_Task objective_: Display each line of the records below that contains the string "sunglasses". Matching is case-sensitive.

········

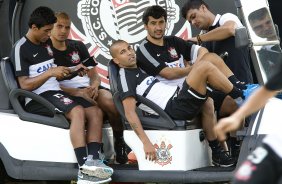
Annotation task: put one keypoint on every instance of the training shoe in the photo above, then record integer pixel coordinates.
(85, 179)
(222, 159)
(121, 151)
(235, 152)
(96, 168)
(249, 90)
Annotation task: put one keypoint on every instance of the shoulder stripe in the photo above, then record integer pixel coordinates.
(124, 85)
(147, 55)
(17, 53)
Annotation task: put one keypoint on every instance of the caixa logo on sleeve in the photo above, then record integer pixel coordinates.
(109, 20)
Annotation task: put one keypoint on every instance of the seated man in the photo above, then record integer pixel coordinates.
(182, 104)
(71, 53)
(35, 70)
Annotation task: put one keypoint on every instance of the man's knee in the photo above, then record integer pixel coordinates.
(228, 107)
(77, 111)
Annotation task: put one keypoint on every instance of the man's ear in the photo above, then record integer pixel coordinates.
(34, 27)
(115, 61)
(145, 27)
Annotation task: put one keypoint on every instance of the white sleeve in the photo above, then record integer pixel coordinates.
(230, 17)
(194, 53)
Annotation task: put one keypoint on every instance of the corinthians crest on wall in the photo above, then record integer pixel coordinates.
(105, 21)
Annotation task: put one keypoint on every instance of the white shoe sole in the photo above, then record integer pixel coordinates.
(93, 182)
(98, 172)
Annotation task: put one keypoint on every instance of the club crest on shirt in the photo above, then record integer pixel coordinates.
(50, 52)
(173, 52)
(66, 100)
(74, 57)
(163, 152)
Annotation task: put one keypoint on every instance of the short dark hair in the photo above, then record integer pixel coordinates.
(258, 14)
(154, 11)
(114, 44)
(41, 17)
(192, 4)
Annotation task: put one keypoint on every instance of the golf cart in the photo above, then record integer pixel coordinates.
(35, 147)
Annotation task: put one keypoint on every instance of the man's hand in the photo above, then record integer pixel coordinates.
(83, 71)
(193, 39)
(59, 72)
(226, 125)
(150, 151)
(94, 91)
(86, 93)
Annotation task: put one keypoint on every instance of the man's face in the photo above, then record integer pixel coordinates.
(264, 27)
(197, 18)
(156, 27)
(61, 29)
(42, 34)
(124, 55)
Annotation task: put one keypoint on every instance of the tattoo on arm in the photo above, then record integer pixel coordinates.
(134, 127)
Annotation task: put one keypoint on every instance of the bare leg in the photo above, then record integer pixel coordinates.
(218, 62)
(77, 127)
(208, 119)
(106, 103)
(94, 116)
(205, 72)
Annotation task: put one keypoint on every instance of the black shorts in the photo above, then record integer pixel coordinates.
(218, 98)
(186, 104)
(262, 166)
(61, 100)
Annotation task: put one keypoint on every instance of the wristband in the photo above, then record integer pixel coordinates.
(199, 40)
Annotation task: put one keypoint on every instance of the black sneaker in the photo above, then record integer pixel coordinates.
(121, 151)
(235, 151)
(222, 159)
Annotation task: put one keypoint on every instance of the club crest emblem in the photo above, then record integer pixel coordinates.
(75, 57)
(66, 100)
(109, 20)
(163, 153)
(173, 52)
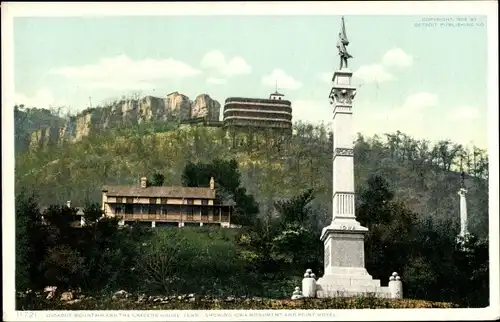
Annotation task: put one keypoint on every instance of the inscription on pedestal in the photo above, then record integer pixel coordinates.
(343, 152)
(327, 256)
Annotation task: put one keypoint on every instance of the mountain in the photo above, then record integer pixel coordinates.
(272, 167)
(38, 128)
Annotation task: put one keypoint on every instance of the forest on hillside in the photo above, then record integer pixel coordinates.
(273, 167)
(406, 196)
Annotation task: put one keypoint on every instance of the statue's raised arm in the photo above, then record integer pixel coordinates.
(341, 45)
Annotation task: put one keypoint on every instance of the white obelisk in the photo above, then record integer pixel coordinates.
(463, 208)
(344, 262)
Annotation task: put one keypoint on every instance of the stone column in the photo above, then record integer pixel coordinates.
(345, 273)
(463, 212)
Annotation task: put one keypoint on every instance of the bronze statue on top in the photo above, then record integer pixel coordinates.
(341, 45)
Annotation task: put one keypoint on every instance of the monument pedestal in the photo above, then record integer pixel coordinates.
(345, 274)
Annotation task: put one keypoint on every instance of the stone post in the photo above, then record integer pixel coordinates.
(297, 294)
(396, 286)
(309, 284)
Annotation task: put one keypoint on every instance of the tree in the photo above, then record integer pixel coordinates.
(29, 242)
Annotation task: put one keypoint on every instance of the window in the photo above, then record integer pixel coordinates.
(129, 209)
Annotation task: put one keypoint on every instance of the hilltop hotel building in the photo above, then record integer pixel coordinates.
(166, 206)
(274, 113)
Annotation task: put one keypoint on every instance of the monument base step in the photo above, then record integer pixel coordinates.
(381, 293)
(340, 285)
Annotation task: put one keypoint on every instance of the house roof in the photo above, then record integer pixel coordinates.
(157, 192)
(79, 210)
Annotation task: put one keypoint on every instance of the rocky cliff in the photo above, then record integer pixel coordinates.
(174, 107)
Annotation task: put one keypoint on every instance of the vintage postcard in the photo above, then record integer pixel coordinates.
(305, 161)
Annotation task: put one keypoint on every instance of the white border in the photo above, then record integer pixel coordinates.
(469, 8)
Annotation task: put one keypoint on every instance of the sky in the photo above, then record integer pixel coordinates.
(424, 77)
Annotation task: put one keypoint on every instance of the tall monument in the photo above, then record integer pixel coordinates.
(463, 207)
(344, 271)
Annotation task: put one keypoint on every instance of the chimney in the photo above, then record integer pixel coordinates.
(144, 182)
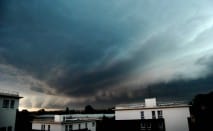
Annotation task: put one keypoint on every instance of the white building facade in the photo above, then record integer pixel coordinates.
(9, 103)
(175, 116)
(64, 123)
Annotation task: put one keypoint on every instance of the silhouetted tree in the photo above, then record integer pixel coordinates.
(201, 110)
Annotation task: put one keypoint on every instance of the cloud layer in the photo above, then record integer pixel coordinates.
(95, 51)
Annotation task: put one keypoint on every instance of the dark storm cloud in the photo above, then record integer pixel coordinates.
(96, 51)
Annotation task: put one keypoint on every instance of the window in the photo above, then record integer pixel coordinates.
(160, 114)
(70, 127)
(3, 129)
(142, 115)
(93, 124)
(43, 127)
(9, 128)
(66, 128)
(153, 115)
(5, 104)
(143, 126)
(48, 127)
(12, 104)
(149, 125)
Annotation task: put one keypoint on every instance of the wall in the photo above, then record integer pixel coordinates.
(8, 115)
(53, 127)
(60, 127)
(175, 118)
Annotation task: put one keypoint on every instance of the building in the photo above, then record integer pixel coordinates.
(156, 116)
(63, 123)
(9, 102)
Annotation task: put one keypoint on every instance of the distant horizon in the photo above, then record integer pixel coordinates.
(68, 53)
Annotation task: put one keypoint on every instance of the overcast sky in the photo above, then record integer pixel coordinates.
(70, 53)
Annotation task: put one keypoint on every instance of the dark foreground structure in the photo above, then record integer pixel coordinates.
(131, 125)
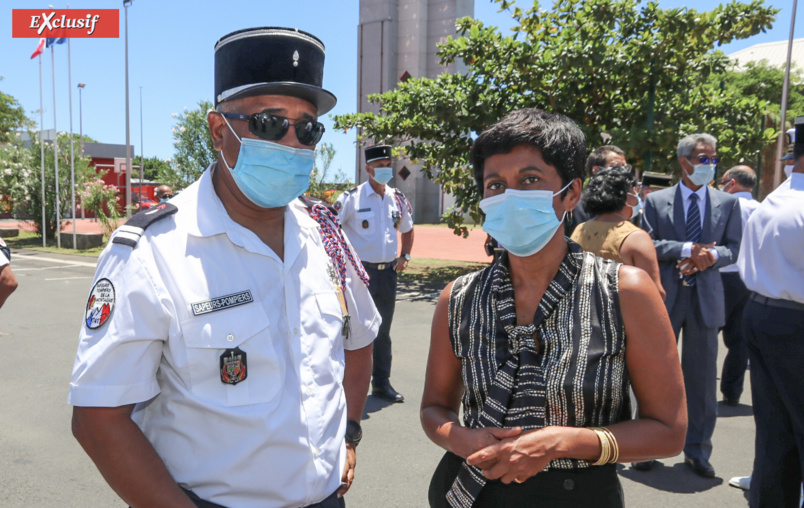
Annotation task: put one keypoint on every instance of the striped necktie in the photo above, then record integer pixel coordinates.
(693, 230)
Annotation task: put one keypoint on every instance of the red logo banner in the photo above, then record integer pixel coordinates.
(71, 23)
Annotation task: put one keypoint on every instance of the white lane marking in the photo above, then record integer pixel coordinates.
(28, 257)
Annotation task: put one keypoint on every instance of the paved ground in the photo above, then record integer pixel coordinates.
(42, 466)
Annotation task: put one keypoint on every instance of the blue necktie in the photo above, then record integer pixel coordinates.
(693, 230)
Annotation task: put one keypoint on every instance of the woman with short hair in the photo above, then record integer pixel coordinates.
(540, 349)
(612, 198)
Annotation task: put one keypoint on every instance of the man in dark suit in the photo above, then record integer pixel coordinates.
(696, 230)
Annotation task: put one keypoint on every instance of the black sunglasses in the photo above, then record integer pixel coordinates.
(272, 127)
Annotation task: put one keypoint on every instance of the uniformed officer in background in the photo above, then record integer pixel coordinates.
(772, 267)
(163, 193)
(8, 282)
(223, 347)
(372, 213)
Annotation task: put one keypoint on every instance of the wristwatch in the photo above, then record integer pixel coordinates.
(354, 433)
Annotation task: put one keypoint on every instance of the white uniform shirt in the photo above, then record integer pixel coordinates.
(368, 220)
(275, 439)
(747, 206)
(771, 261)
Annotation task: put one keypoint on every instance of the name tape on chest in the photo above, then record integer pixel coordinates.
(222, 302)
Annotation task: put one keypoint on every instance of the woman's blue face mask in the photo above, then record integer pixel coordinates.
(522, 221)
(270, 175)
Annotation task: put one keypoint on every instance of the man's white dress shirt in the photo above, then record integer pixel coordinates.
(771, 260)
(747, 206)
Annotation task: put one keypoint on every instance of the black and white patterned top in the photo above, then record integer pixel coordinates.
(567, 368)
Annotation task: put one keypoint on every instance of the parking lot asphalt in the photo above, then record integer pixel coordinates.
(41, 464)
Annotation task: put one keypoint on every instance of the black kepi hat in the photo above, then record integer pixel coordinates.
(656, 180)
(271, 61)
(375, 153)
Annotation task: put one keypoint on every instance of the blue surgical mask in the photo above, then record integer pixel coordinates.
(635, 209)
(270, 175)
(522, 221)
(702, 174)
(383, 175)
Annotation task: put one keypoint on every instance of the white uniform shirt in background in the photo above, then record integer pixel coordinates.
(275, 439)
(747, 206)
(3, 258)
(368, 220)
(771, 261)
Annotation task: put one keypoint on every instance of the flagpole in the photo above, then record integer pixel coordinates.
(42, 148)
(56, 144)
(72, 154)
(128, 133)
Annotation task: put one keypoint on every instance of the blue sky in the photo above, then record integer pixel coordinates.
(171, 58)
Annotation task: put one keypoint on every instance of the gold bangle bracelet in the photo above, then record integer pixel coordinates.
(615, 448)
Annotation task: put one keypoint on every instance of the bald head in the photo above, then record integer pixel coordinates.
(739, 179)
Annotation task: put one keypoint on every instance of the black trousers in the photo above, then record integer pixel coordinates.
(333, 501)
(382, 287)
(732, 376)
(594, 487)
(776, 349)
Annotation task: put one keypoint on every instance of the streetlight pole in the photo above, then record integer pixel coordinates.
(81, 126)
(126, 3)
(80, 115)
(142, 150)
(777, 174)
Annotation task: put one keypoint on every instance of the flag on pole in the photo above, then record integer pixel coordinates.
(39, 48)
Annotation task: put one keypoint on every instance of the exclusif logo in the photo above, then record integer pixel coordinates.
(71, 23)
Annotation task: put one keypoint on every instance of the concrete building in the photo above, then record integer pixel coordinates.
(397, 39)
(775, 53)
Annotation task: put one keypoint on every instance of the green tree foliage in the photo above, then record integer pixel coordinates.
(194, 148)
(153, 167)
(100, 199)
(21, 180)
(12, 117)
(631, 70)
(765, 82)
(321, 179)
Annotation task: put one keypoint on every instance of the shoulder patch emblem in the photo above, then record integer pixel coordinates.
(129, 233)
(100, 304)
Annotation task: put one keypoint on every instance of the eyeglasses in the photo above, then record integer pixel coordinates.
(624, 167)
(707, 160)
(272, 127)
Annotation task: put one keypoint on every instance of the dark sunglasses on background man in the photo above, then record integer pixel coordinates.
(707, 160)
(272, 127)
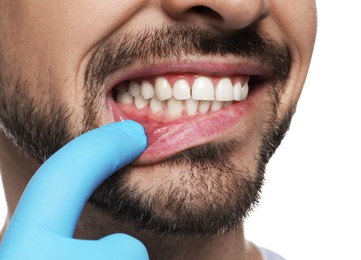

········

_Answer to this task_:
Annotation task: put one keypoint on every instance of the black sunglasses in the photo above, then record integer pixel coordinates.
Annotation task: put one keypoint on every instance of the dark sunglasses on background man in the photo above, then record integer pixel coordinates.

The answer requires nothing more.